Input material:
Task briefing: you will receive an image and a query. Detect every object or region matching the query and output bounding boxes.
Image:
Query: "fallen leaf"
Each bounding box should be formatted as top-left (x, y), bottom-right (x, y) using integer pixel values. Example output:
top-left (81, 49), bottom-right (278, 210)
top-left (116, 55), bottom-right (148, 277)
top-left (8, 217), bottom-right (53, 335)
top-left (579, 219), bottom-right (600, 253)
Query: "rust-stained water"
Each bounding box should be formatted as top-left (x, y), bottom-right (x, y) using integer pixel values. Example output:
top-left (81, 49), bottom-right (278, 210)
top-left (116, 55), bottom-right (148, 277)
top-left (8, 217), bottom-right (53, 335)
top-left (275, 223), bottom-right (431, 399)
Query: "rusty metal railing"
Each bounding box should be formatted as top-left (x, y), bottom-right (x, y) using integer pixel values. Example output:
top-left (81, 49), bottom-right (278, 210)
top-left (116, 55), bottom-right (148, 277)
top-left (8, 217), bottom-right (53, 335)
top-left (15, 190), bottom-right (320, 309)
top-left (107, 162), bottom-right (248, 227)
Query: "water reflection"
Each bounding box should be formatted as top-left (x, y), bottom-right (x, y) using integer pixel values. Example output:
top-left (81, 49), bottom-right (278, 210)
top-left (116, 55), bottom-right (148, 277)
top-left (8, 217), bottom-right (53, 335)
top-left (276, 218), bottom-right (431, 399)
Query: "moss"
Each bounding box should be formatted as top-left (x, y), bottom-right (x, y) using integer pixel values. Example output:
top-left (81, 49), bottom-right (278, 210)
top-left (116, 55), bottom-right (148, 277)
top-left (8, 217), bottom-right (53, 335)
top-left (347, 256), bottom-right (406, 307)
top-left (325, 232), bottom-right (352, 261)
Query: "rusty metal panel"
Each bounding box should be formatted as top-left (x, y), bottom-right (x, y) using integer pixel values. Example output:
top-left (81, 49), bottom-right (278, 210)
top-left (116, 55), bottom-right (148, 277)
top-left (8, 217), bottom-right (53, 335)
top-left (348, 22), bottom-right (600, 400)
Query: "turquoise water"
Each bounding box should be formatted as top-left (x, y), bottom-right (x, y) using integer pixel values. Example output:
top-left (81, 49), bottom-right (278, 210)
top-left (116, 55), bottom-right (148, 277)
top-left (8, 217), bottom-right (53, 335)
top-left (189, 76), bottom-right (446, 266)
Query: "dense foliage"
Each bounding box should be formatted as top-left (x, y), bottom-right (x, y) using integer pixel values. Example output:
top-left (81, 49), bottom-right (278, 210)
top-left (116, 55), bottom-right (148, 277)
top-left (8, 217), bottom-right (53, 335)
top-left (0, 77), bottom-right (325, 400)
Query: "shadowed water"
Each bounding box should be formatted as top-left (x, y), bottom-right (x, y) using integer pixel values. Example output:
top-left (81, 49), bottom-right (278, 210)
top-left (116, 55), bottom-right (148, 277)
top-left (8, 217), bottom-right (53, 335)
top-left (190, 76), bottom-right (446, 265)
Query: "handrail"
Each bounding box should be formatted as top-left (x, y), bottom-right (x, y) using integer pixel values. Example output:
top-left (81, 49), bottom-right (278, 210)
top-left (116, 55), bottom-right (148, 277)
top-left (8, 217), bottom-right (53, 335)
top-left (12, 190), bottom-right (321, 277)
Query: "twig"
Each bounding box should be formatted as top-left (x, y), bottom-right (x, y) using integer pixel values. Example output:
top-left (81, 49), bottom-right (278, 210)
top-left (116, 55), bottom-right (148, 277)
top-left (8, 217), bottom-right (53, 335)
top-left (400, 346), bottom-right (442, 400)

==

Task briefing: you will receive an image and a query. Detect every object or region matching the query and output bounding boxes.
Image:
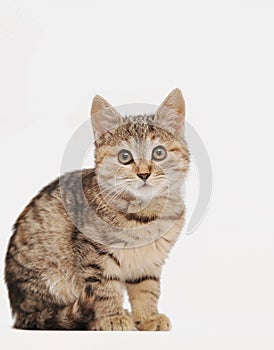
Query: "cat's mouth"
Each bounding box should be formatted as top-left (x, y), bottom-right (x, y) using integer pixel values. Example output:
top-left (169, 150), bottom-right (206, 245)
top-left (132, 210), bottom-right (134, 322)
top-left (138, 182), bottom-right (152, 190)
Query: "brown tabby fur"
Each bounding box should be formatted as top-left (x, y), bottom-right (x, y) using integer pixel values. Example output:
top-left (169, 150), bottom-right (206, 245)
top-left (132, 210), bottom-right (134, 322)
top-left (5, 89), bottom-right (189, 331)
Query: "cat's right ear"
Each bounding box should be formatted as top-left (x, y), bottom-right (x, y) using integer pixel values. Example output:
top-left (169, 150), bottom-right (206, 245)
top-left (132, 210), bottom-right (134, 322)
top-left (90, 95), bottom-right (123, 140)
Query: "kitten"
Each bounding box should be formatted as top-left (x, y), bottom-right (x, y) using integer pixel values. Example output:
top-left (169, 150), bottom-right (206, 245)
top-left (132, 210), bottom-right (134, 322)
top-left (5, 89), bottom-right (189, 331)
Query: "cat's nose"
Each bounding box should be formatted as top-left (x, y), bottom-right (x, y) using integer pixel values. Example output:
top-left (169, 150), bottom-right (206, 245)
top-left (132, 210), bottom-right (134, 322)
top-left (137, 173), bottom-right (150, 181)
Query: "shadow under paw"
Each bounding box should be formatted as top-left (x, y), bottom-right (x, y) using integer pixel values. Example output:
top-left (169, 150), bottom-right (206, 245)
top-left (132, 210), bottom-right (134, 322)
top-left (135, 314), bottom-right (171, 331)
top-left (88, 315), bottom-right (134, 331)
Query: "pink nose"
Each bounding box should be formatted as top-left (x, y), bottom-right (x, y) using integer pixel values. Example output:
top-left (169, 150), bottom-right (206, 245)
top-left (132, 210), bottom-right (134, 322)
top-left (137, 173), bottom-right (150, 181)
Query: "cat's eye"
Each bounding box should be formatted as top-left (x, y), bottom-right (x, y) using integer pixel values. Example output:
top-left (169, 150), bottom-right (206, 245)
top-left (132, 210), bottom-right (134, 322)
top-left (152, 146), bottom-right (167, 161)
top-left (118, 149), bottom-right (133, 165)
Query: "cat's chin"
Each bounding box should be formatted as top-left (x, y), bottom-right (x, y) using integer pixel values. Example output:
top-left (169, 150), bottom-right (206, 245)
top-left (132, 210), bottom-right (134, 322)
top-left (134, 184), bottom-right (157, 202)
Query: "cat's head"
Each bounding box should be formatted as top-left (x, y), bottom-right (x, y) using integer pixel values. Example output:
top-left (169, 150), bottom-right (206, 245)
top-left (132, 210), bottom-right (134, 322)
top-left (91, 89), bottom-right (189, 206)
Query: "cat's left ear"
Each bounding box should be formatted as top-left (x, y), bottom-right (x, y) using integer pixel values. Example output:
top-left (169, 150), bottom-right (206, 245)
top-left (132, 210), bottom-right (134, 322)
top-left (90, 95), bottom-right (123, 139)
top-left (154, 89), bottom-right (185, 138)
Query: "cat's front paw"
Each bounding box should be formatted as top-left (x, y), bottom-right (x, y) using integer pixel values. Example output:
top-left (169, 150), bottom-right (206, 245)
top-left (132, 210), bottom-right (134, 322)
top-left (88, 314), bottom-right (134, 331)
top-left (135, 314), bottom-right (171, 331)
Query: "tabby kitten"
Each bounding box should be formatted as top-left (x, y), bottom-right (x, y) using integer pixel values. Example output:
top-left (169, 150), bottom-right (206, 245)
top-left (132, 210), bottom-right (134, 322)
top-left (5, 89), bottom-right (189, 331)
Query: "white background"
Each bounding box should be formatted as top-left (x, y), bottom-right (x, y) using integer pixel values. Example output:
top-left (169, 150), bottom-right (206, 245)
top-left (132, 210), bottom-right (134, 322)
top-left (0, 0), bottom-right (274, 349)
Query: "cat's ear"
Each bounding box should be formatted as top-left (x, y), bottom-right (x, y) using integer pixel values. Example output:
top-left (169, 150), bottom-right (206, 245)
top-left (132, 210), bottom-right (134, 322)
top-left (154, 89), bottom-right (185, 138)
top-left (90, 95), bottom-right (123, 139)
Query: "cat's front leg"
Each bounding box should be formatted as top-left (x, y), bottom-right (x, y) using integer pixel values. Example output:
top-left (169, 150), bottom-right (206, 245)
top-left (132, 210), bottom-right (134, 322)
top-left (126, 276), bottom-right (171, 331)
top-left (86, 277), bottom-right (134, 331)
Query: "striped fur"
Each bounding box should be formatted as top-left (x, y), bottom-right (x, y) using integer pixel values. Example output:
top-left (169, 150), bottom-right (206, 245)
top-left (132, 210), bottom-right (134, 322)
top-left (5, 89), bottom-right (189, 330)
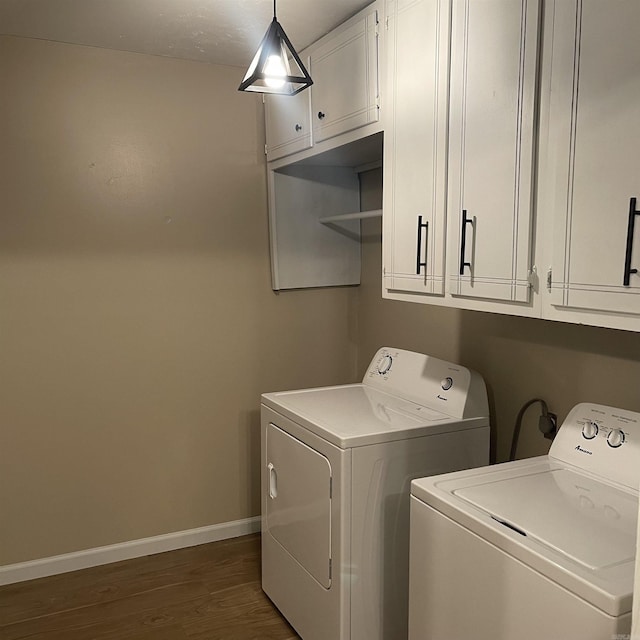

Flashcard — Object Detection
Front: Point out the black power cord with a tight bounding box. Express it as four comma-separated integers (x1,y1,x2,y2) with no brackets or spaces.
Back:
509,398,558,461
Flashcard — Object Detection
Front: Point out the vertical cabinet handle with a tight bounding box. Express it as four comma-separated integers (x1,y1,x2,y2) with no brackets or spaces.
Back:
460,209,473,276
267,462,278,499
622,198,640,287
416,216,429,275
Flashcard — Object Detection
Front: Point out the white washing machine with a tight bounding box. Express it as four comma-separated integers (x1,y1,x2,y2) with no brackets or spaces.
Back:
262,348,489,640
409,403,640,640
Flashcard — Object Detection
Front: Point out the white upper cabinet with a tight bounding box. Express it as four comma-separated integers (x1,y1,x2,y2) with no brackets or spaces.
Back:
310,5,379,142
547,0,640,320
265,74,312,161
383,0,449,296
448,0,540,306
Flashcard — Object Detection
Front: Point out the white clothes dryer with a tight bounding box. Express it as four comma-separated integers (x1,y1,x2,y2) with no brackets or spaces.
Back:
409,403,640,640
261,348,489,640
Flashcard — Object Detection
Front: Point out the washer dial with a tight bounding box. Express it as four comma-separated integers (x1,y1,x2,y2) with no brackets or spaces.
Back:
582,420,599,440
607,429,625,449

...

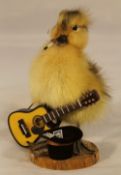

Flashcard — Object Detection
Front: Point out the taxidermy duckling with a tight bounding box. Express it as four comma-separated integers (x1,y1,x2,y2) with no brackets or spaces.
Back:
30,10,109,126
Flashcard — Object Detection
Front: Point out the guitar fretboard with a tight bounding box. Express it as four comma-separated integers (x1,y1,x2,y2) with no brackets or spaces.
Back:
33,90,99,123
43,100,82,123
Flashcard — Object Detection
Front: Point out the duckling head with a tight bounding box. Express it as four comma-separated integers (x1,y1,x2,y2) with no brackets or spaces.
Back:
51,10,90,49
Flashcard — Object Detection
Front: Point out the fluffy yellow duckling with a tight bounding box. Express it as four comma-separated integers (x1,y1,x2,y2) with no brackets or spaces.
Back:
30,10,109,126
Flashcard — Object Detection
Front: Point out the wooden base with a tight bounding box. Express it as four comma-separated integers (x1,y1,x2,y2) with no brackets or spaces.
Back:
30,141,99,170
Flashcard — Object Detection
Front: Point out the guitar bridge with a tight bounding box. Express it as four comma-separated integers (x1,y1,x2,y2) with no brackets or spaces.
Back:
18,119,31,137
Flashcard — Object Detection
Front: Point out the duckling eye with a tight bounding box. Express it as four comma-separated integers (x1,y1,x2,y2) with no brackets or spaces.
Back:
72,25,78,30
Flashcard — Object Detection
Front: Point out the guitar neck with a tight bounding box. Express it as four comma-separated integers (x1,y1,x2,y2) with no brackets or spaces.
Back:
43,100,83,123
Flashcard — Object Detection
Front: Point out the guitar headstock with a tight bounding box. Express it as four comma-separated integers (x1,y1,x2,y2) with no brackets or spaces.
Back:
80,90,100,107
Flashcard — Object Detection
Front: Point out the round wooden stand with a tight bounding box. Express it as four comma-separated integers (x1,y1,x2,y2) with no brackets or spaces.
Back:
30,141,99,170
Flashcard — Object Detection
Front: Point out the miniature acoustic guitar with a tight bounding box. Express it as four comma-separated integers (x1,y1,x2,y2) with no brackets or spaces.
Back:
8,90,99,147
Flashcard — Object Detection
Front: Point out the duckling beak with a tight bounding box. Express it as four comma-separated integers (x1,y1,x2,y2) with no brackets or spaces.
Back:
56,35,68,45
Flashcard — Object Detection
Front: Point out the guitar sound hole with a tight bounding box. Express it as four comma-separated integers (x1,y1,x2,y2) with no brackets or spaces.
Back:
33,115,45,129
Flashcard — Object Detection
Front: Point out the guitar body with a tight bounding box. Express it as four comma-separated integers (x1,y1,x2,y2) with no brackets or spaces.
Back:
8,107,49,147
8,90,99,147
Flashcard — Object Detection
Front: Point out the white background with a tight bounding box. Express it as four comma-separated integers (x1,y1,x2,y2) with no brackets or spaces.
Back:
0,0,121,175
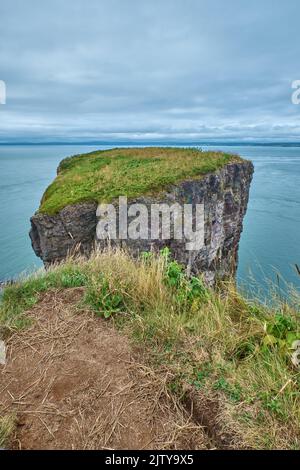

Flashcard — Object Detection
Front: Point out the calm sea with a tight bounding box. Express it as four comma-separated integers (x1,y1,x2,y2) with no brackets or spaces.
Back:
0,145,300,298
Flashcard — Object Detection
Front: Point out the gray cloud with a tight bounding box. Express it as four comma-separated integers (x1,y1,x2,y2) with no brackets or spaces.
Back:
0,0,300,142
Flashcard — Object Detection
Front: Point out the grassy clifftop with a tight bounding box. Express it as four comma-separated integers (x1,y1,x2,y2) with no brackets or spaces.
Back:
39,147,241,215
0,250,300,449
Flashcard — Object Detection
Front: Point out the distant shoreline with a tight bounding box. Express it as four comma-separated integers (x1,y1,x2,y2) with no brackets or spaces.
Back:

Task to complete: Please show every line of the entries above that contains the word "wooden".

Answer to the exercise:
Front: Point out the wooden base with a tight bounding box. Express it as four comma-separated integers (x1,y1,x2,y2) with no brackets or spaces.
Front: Point out the round wooden stand with a tight bounding box. Express it as four comma-separated integers (x1,y1,x2,y2) with no brackets or spaces.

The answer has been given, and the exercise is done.